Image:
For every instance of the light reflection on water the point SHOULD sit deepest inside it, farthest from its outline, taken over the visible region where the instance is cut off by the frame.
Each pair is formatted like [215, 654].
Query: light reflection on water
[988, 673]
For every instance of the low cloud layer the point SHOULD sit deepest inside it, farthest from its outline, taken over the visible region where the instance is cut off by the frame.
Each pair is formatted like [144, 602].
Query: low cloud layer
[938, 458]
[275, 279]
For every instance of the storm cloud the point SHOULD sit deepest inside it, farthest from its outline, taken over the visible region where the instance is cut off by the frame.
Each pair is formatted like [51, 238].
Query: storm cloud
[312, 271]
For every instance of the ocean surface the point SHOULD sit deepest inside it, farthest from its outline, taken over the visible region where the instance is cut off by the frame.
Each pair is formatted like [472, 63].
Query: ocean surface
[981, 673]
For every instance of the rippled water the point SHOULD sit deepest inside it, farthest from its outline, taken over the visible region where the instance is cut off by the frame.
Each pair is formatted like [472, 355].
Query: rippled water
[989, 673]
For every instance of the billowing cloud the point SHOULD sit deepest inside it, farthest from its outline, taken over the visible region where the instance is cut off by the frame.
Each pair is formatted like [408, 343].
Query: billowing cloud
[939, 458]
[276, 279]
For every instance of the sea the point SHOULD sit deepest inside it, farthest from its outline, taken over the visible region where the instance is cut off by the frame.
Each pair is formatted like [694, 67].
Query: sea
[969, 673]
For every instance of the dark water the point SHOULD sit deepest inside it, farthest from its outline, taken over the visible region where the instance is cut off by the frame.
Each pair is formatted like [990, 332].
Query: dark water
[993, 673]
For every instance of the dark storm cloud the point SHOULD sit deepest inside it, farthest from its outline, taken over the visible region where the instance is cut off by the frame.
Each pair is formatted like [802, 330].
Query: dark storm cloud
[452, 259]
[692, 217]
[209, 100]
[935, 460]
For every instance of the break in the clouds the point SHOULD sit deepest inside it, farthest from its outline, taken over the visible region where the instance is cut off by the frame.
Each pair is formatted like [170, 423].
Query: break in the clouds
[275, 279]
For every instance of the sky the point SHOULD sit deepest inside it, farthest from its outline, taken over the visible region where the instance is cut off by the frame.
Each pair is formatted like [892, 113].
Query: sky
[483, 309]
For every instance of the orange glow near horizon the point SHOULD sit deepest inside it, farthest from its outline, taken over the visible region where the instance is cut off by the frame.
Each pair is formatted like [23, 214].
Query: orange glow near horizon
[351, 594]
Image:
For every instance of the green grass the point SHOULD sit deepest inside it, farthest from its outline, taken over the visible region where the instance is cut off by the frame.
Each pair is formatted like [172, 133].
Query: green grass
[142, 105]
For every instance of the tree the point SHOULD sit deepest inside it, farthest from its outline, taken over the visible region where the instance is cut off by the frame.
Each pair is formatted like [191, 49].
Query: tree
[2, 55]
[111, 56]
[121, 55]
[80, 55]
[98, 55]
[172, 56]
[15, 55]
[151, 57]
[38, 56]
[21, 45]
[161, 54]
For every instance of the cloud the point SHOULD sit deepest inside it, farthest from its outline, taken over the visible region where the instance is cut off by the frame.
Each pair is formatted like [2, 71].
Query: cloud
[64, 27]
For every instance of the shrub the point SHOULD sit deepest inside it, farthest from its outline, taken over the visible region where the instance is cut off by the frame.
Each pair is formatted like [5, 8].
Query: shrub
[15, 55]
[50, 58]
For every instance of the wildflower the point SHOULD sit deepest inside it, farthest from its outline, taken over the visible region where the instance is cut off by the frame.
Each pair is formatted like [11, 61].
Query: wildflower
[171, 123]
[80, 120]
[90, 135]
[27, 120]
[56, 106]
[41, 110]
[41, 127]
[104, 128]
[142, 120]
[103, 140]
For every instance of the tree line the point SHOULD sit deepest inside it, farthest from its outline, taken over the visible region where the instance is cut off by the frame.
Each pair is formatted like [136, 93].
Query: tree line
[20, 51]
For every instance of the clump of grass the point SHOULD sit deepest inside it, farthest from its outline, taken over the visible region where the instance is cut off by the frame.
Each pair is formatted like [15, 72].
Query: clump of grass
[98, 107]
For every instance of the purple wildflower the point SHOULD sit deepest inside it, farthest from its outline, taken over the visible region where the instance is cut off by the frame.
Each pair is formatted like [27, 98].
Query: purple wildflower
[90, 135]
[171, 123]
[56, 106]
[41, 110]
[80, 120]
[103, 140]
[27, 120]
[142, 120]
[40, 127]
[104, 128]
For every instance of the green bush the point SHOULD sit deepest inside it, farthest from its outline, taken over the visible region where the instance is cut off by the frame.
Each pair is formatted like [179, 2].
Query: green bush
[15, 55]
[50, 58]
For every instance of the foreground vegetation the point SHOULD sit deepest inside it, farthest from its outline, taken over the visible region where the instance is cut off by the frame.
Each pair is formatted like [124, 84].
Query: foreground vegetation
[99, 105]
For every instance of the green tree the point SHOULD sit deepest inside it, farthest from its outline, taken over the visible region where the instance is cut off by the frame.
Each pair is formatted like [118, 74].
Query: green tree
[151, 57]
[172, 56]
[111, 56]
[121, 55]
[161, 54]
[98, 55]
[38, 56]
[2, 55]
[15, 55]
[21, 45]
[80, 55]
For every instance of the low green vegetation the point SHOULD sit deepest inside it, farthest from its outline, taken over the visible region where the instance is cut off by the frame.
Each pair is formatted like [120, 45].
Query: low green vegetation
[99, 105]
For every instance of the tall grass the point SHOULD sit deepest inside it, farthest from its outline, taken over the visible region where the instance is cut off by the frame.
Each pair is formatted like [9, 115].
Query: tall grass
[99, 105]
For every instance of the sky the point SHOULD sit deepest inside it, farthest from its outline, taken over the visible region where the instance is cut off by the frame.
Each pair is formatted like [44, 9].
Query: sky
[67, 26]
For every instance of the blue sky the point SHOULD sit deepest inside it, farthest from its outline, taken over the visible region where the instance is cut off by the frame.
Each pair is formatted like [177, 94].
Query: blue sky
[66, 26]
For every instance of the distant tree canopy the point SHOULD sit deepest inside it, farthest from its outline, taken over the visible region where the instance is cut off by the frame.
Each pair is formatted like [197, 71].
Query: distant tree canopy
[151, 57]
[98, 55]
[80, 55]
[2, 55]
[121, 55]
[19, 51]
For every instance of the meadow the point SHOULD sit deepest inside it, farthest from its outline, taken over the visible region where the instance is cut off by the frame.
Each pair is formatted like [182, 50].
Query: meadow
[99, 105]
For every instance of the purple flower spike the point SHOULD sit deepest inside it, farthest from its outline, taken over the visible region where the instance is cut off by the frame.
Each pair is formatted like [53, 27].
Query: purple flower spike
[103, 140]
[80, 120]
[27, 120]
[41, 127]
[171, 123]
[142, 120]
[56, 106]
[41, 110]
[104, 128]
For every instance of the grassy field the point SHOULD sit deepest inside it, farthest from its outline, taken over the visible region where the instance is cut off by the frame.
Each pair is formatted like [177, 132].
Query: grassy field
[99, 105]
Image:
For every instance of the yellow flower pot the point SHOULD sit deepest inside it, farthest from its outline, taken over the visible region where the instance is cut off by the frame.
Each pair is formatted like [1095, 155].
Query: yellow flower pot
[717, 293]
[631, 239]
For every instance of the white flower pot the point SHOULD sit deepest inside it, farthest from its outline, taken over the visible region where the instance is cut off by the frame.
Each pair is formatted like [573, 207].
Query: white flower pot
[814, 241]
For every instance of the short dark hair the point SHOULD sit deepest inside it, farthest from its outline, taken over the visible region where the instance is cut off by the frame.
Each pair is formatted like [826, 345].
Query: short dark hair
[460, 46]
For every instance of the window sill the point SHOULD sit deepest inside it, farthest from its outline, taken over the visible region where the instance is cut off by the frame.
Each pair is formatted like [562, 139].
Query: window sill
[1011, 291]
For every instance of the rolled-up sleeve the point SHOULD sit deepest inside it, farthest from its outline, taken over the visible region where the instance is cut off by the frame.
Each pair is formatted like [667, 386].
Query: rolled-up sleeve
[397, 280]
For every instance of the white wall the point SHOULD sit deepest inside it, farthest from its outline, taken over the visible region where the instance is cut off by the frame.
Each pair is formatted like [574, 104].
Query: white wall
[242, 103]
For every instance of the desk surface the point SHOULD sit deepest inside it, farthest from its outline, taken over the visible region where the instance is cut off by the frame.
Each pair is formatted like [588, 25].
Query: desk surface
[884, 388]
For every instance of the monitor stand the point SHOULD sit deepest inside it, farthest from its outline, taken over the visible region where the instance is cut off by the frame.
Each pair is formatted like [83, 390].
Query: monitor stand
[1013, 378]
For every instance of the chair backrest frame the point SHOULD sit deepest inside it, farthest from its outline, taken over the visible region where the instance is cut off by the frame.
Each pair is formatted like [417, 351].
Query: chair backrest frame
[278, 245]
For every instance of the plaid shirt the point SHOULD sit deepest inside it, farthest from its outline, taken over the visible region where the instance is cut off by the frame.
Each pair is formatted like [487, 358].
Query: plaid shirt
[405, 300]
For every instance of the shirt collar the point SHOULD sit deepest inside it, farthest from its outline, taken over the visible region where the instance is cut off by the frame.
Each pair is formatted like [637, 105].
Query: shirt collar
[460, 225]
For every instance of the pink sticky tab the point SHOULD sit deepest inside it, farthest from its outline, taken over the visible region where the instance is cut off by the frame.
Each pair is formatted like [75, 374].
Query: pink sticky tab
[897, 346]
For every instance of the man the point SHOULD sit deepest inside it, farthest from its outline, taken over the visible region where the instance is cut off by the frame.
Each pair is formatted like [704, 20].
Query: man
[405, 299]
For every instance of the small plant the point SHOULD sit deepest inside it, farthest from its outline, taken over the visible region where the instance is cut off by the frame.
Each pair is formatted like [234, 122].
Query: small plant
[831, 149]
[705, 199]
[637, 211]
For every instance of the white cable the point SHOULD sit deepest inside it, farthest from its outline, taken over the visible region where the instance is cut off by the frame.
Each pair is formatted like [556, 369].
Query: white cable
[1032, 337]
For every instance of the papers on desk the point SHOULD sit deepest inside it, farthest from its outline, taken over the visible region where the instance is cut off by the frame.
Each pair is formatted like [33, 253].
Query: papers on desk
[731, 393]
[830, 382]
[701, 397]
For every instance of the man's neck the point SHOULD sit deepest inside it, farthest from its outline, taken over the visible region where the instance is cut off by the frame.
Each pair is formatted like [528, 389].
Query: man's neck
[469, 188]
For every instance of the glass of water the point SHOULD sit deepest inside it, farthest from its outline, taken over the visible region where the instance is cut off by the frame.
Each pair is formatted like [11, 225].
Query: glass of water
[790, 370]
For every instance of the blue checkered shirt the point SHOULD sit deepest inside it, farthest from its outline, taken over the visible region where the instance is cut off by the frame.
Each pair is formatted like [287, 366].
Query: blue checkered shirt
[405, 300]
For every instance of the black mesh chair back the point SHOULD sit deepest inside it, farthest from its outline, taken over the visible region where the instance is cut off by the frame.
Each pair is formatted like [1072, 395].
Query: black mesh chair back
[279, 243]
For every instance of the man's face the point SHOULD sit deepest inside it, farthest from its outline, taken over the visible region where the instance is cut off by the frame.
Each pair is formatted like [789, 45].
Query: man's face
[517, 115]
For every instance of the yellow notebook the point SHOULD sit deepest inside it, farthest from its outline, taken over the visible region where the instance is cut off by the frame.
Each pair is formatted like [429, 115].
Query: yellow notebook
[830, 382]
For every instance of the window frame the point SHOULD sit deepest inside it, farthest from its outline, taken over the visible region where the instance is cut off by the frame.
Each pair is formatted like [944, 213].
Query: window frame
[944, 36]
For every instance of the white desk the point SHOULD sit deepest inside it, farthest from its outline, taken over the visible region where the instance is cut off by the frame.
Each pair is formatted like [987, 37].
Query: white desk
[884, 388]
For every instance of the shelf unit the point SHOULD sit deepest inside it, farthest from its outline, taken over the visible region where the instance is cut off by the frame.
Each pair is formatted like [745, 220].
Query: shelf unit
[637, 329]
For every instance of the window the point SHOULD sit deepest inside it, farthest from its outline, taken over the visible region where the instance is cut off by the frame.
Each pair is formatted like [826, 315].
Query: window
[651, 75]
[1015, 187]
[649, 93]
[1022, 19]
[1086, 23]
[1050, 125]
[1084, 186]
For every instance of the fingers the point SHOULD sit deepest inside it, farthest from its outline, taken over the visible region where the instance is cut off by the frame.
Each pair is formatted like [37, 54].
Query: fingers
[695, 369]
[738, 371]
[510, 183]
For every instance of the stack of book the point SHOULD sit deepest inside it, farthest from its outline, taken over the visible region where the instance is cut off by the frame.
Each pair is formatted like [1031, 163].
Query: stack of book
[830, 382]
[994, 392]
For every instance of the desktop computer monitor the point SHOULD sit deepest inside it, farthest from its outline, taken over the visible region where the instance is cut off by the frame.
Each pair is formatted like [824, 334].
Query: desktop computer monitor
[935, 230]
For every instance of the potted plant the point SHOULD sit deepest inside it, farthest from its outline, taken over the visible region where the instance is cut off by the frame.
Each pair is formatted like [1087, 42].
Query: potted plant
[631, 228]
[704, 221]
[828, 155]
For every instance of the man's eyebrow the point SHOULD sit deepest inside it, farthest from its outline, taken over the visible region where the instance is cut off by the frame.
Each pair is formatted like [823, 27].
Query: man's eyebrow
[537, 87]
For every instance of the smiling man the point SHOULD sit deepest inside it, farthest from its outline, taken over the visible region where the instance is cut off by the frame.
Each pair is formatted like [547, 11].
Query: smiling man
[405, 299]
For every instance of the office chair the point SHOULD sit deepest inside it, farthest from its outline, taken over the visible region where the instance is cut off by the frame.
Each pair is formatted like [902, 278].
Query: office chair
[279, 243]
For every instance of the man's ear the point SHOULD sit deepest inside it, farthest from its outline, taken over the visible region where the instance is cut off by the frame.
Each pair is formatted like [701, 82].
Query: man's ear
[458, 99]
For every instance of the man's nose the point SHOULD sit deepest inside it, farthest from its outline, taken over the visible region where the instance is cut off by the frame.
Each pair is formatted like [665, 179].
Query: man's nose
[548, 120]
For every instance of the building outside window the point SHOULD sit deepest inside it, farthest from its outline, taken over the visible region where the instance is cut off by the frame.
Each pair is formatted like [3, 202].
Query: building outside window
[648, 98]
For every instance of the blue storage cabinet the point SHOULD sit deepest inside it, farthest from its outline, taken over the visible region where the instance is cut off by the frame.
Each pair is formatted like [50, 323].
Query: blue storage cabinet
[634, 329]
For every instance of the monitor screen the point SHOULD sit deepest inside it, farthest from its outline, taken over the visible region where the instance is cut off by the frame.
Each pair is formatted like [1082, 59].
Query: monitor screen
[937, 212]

PROBLEM -> Everything above from the line with "Each pair is formatted like [745, 220]." to the line with "For every instance of the stack", both included, must be repeated exactly, and nothing outside that range.

ANSWER BOX ->
Each pair is formatted like [745, 220].
Query: shelf unit
[637, 329]
For every instance of the window the point SHOULD sit deepest inside it, farthest from its outline, taken over the visible region where the instance is cut off by the frame.
Each pair is formatted like [826, 315].
Query: window
[651, 75]
[1015, 187]
[649, 93]
[1022, 19]
[1086, 23]
[1050, 125]
[1084, 186]
For every instance of the fingers the point SHOULD sit deepest inside it, farthest from its outline, taken over the visible region where the instance is cut off by the frame.
Each pair is formatted like [37, 54].
Query: fingers
[695, 369]
[738, 371]
[510, 183]
For every instance of the stack of book the point SHOULD sit deepest inside it, farthest from its outline, taken over the visible region where the instance is cut off by the frame.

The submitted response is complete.